To do: Which lines in the records below contain the word "door"? Return each of them.

Dataset content:
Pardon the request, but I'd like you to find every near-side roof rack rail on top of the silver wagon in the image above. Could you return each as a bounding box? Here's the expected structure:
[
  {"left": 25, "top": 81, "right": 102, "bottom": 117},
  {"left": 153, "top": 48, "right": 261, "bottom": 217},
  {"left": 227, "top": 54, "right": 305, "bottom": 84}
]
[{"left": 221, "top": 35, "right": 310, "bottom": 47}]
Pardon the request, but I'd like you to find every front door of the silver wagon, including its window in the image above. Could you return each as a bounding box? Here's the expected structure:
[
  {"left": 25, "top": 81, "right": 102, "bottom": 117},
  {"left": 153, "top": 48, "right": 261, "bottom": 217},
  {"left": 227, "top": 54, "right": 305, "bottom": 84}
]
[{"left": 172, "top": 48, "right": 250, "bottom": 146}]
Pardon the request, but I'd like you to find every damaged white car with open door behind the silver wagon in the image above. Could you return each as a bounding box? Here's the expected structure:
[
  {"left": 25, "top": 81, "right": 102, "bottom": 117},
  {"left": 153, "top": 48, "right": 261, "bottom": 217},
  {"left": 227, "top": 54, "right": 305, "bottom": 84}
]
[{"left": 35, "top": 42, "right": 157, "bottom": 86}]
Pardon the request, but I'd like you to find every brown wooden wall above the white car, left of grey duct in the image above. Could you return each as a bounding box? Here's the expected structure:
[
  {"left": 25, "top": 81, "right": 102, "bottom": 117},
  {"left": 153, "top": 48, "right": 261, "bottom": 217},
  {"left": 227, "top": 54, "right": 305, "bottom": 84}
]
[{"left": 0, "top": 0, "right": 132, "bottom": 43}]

...

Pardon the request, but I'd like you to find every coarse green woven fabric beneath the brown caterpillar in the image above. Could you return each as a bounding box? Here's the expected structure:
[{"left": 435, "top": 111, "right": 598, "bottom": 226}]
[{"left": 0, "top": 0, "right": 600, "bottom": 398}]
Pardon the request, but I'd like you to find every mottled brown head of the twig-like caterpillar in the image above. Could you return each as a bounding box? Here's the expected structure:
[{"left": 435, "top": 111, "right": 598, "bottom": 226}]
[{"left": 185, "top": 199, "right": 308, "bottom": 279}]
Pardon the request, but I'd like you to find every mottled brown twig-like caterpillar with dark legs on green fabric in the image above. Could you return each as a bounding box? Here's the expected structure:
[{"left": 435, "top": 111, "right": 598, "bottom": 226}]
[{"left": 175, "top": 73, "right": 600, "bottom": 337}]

--

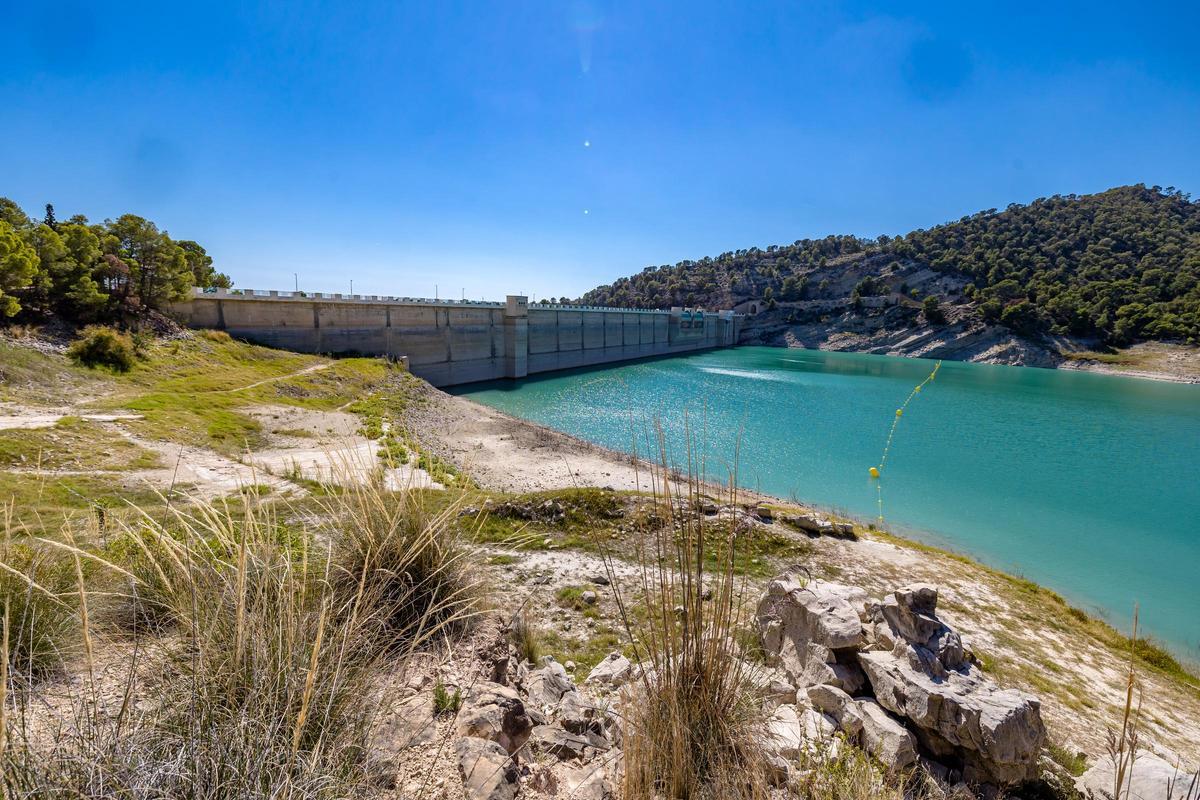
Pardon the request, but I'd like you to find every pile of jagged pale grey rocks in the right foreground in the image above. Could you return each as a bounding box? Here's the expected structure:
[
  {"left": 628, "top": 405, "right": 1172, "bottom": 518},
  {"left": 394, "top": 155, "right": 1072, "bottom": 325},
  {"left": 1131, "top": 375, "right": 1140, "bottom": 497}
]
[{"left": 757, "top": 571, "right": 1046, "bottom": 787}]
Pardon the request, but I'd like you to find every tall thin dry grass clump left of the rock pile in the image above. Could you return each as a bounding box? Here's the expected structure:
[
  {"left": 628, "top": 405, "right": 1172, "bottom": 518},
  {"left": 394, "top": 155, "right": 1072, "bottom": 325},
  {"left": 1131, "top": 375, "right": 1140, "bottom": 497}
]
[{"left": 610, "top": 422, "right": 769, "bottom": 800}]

Answer for the task:
Pardon the request, but I'd like you to find every front door of the silver wagon, including its window in the image above. Could you return each as a bounding box? Here's the expected structure:
Pardon the request, but I'd like you to find every damaged white car with open door behind the silver wagon in the image above. Could you return each as a bounding box? Here's the expected structure:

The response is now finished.